# START OF Extracted entries
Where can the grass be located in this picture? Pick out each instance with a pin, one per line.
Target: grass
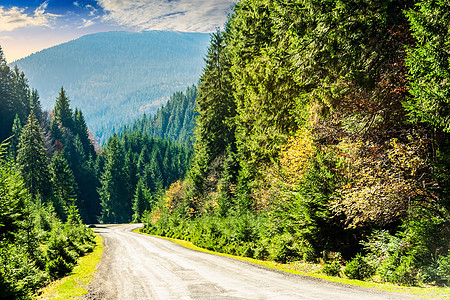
(75, 285)
(313, 270)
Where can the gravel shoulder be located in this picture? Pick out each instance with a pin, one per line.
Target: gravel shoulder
(136, 266)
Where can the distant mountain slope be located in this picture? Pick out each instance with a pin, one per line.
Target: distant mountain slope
(116, 76)
(175, 120)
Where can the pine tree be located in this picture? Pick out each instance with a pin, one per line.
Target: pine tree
(64, 185)
(140, 200)
(62, 111)
(216, 107)
(429, 64)
(16, 131)
(113, 184)
(32, 161)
# END OF Extracted entries
What this task involves: Convert the listing above into a numbered list with one line per item, omitting any blank lines. Exclude the pictures from the answer.

Exercise response:
1. Where can the grass be located in this picture? Pick out each instance with a pin, one per line.
2. Target: grass
3. (75, 285)
4. (313, 270)
5. Where can the gravel shoulder be located in this picture? Pick out each instance with a pin, one per line.
6. Target: gravel shoulder
7. (136, 266)
8. Where can the distant mountain slope be located in this picture? Pick out each instance with a pin, one per line.
9. Target: distant mountain slope
10. (116, 76)
11. (175, 120)
12. Where can the pine tree be located in this picture? Pick out each instance with a pin, one per line.
13. Target: pine tree
14. (64, 185)
15. (140, 200)
16. (62, 111)
17. (216, 107)
18. (429, 64)
19. (16, 131)
20. (113, 184)
21. (32, 161)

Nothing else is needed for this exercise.